→ **The problem**
Show each line of the listing in which the word "field" occurs.

→ **Record set**

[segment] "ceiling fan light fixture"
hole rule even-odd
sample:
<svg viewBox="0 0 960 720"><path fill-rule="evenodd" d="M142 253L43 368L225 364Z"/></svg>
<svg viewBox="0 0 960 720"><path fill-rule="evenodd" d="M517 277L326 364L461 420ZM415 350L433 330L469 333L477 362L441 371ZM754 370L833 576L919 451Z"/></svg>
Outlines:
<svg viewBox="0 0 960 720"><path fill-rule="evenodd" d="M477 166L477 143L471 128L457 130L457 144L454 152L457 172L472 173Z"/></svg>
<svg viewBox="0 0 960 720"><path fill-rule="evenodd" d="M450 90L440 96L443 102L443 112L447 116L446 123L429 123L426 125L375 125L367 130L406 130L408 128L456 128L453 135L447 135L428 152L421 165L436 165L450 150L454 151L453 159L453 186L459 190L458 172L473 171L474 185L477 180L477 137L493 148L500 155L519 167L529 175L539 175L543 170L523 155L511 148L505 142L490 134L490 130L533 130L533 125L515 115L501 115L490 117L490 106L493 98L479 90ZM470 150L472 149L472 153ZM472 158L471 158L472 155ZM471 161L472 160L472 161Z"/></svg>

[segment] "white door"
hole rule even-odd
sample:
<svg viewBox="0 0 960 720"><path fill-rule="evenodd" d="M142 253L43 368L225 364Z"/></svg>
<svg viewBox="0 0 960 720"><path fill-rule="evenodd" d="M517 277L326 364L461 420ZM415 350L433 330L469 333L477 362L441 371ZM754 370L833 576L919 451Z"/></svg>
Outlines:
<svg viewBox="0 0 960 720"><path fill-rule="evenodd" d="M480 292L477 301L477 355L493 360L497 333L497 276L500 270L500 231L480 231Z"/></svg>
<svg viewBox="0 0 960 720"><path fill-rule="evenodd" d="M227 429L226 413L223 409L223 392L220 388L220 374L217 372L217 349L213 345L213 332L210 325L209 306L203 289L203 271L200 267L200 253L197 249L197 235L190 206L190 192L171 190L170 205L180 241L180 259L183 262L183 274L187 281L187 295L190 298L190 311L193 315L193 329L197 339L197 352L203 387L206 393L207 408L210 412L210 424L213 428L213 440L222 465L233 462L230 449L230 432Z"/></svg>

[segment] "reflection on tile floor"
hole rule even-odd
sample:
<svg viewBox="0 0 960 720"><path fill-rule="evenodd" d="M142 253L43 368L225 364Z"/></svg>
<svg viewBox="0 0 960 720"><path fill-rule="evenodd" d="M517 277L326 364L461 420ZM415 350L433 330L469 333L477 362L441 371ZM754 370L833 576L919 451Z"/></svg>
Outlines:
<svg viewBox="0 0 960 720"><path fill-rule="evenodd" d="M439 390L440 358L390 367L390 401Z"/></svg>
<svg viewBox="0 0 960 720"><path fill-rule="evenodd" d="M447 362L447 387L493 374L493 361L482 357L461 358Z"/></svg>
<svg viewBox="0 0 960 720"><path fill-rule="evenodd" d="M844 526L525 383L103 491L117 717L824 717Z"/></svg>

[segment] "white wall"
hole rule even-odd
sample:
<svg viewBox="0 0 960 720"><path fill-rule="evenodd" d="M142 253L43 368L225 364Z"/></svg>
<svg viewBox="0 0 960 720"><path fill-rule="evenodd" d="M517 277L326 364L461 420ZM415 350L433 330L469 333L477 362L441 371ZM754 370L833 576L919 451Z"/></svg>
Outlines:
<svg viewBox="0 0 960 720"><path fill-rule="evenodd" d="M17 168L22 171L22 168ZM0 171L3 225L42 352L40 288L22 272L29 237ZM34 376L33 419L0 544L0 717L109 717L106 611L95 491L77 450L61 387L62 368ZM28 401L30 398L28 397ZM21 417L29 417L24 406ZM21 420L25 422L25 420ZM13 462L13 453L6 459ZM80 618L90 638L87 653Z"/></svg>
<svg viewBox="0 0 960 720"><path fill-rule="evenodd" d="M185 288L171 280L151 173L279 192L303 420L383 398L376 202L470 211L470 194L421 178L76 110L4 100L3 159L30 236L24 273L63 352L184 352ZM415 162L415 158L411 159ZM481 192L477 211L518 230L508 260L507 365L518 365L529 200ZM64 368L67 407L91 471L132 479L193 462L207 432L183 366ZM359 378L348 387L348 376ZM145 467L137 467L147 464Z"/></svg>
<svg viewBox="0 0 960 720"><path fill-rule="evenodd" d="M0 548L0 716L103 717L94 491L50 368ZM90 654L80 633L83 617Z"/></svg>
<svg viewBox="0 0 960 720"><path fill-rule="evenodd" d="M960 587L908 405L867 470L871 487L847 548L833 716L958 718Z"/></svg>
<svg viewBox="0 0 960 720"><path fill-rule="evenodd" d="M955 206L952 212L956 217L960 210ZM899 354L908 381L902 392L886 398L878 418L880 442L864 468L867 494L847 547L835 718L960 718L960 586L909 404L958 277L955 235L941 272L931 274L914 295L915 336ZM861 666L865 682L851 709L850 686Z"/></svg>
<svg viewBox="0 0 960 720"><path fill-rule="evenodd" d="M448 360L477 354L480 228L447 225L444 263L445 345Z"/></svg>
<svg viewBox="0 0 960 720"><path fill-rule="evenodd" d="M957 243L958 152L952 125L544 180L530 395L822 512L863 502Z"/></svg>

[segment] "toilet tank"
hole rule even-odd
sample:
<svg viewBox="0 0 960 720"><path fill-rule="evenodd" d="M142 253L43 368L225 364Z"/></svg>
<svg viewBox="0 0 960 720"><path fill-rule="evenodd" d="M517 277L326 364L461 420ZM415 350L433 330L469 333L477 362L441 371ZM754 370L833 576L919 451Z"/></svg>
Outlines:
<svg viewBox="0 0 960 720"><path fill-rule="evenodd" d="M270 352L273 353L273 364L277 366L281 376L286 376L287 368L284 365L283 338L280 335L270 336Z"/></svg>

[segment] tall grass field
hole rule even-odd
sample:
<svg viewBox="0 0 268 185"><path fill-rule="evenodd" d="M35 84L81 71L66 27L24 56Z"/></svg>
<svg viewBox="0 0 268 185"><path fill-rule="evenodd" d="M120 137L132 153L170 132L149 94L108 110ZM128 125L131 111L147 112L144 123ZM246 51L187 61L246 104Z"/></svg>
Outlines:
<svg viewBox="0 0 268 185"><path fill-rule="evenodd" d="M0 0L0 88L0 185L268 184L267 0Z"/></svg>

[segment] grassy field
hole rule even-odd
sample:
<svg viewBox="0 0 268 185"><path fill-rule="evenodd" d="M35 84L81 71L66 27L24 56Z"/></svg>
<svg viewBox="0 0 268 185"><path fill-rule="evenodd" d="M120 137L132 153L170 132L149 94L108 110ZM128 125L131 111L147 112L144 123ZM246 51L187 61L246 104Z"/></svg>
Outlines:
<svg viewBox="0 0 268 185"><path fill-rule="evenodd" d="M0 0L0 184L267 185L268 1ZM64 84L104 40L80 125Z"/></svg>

→ **Result**
[segment] tall grass field
[segment] grassy field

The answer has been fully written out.